PROBLEM STATEMENT:
Whatever appears in the data below, copy it exactly.

Segmentation mask data:

═══

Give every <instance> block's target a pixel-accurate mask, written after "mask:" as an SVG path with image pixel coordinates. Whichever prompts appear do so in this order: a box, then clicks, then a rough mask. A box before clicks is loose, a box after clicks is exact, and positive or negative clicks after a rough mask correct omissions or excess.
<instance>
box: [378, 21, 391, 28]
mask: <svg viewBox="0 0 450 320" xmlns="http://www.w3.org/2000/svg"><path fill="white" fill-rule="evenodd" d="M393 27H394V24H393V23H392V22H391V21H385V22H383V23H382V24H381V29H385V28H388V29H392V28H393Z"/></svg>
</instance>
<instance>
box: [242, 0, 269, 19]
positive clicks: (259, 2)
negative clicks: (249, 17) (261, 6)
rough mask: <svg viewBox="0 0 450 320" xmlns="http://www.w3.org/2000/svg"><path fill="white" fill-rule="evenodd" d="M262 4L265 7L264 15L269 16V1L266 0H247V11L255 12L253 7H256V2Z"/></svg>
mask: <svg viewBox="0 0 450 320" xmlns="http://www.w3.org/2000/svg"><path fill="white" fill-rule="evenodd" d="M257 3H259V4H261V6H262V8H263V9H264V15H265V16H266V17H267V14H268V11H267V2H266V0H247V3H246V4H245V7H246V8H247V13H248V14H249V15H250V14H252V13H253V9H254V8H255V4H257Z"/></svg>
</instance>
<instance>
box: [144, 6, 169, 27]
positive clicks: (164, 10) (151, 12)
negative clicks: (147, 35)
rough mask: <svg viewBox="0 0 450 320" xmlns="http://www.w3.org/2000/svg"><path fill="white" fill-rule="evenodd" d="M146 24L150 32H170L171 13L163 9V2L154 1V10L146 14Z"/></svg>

═══

WRITTEN REPLY:
Give every <instance> block's target a pixel-accurate mask, written after "mask:" as an SVG path with image pixel coordinates. Whichever prompts appear do so in this order: a box, then clicks, then a rough mask. A box before clicks is loose, a box after clicks is exact, and positive or negative clicks after a rough mask correct omissions or excess.
<instance>
box: [378, 21, 391, 28]
mask: <svg viewBox="0 0 450 320" xmlns="http://www.w3.org/2000/svg"><path fill="white" fill-rule="evenodd" d="M393 27H394V24H393V23H392V22H391V21H385V22H383V23H382V24H381V29H385V28H388V29H392V28H393Z"/></svg>
</instance>
<instance>
box: [242, 0, 269, 19]
positive clicks: (259, 2)
negative clicks: (249, 17) (261, 6)
rough mask: <svg viewBox="0 0 450 320" xmlns="http://www.w3.org/2000/svg"><path fill="white" fill-rule="evenodd" d="M262 4L265 7L264 15L269 16V1L266 0H247V11L255 12L253 7H256V2Z"/></svg>
mask: <svg viewBox="0 0 450 320" xmlns="http://www.w3.org/2000/svg"><path fill="white" fill-rule="evenodd" d="M257 3H259V4H261V6H262V8H263V9H264V15H265V16H266V17H267V14H268V11H267V2H266V0H247V3H246V4H245V7H246V8H247V13H248V14H249V15H250V14H252V13H253V9H254V8H255V4H257Z"/></svg>
</instance>
<instance>
box: [144, 6, 169, 27]
positive clicks: (164, 10) (151, 12)
negative clicks: (147, 35)
rough mask: <svg viewBox="0 0 450 320" xmlns="http://www.w3.org/2000/svg"><path fill="white" fill-rule="evenodd" d="M146 24L150 32H170L171 13L163 9V2L154 1V10L146 14Z"/></svg>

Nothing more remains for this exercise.